Referring expression pointing data
--- START ---

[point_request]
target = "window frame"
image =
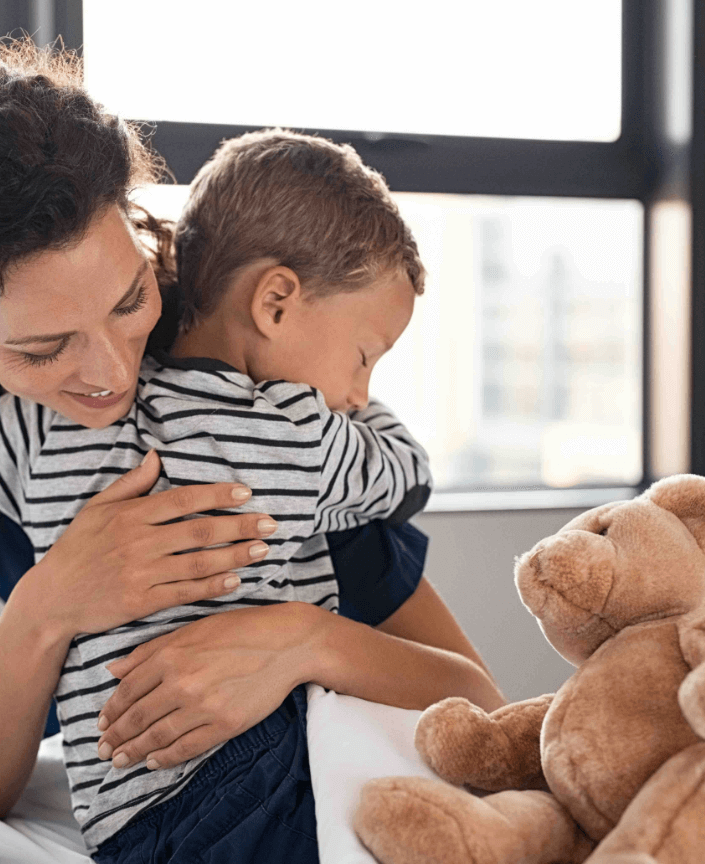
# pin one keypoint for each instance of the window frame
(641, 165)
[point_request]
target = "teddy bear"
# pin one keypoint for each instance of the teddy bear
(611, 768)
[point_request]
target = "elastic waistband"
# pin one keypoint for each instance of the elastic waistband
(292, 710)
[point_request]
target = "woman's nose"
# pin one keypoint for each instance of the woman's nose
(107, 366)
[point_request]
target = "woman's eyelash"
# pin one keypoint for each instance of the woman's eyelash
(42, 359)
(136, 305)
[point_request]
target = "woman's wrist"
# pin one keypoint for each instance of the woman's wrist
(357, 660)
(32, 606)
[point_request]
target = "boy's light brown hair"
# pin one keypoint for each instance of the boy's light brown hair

--- END ---
--- START ---

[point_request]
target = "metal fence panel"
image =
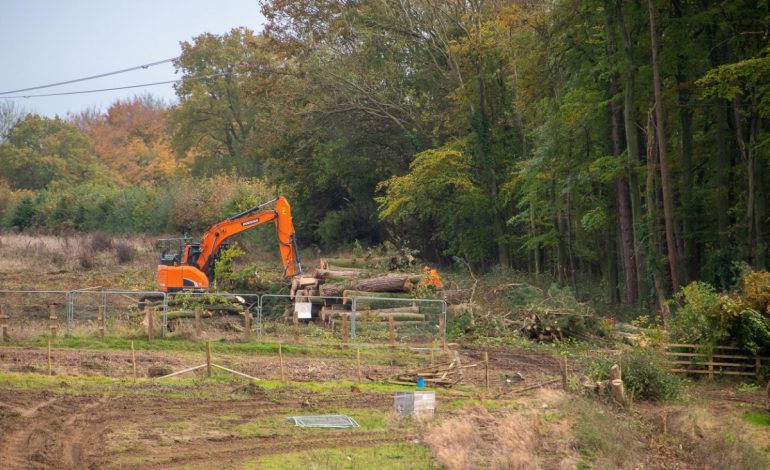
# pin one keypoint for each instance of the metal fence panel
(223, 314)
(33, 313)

--- END ---

→ **TASK TO CARRY OUT**
Report every line of the data above that contains the string "hair" by copying it in full.

→ **SOLUTION TO THE PROBLEM**
target = "boy's light brown hair"
# pin one keypoint for each instance of the boy's light brown hair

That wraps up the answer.